Please repeat the records below exactly, but only from the line that contains "of the tree" onward, ending with the last line.

··· DATA FOR PROCESSING

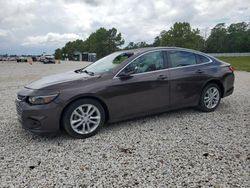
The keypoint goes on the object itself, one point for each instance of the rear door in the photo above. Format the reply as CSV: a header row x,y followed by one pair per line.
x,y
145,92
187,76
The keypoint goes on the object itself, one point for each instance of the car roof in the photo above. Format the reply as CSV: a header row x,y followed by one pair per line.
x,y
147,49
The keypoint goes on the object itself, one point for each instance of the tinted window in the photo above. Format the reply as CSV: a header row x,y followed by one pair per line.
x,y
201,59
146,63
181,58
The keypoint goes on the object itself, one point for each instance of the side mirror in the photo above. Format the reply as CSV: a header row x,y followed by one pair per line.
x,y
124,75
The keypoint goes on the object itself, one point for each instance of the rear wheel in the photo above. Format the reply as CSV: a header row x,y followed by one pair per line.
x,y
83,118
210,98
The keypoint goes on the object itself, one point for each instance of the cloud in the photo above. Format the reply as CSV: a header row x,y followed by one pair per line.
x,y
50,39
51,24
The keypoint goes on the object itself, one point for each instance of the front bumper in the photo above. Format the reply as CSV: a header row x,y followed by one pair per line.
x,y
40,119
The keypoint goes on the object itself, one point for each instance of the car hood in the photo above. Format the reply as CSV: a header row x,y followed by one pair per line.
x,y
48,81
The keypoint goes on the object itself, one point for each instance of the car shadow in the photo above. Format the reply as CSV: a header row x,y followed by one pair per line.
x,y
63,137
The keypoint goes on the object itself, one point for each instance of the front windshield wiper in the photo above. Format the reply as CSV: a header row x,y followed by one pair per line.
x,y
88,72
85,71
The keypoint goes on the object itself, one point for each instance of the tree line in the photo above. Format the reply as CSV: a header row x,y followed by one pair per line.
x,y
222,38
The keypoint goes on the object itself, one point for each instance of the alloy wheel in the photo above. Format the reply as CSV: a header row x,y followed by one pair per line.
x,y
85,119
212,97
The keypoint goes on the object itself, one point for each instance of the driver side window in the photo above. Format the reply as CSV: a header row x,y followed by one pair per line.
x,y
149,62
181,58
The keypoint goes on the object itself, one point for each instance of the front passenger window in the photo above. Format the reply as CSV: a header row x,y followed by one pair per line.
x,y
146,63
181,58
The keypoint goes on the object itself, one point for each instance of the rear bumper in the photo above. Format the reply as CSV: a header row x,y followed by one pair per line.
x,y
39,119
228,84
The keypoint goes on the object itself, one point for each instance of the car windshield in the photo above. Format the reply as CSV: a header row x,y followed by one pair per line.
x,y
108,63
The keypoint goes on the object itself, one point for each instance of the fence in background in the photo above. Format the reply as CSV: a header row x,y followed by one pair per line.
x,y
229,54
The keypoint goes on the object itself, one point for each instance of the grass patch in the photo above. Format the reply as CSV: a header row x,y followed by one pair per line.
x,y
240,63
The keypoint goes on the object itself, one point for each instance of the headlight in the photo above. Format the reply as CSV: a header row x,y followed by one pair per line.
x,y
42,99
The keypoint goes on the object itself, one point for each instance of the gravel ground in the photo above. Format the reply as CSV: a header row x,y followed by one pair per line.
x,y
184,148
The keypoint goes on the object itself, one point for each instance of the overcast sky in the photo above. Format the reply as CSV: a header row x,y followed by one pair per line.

······

- ANSWER FOR THIS EXERCISE
The keypoint goes on the object itself, one point for each instance of the tree line in the photo above. Format the reply as CSV: a header row x,y followed by one pair per line.
x,y
222,38
The keypoint goes on the object itself, one point for each instance of the alloy wheel in the photo above. Format the reply as CSV: a header row x,y followed by one pair per line.
x,y
85,119
212,97
The keypoint goes on the object itself, one point for each instance of the driver side window in the photo above. Format the reply as CSV: a header row x,y followed by one pair per line.
x,y
149,62
181,58
The keypoint goes on the object itself, one point for each instance of the front passenger window in the photo above. Format the reply as CSV: a header row x,y followed by one pair per line.
x,y
146,63
181,58
The keypoint goes on the object itself, one point for each instance of the rear bumper in the photo above. Format the reply as CSV: a header row x,y followed by one pair per line.
x,y
39,119
228,84
The keypoint goes on the object itself, one point for each instance of the car windshield in the photo above. Format the reply as CSV: a header row x,y followed by one pair per line.
x,y
108,63
The keypoint goes on the object itself, one point for each instance of the fence in background in the photo above. Format the reply as CSV: a header row x,y followed by one pair per line.
x,y
229,54
The keypoint goes on the object itself, one point for each instance of the grass patch in the photo above. Format the reply as CSV: a header row x,y followed by one pair per line.
x,y
240,63
The keypoint goes on the object itself, one point for each instance of the headlight in the photo above. Format the reply as CSV: a header row x,y followed by one pair per line.
x,y
42,99
The keypoint goes on the object itself, one point for each instance of the gravel ground in the photo above. Format the reply as CSV: a header row x,y followed by one pair per line.
x,y
184,148
The keypoint goes on the object itself, one point for each instance of the overcast sky in the photo above. Format the reply as CSV: a header row x,y followed by one pair per line.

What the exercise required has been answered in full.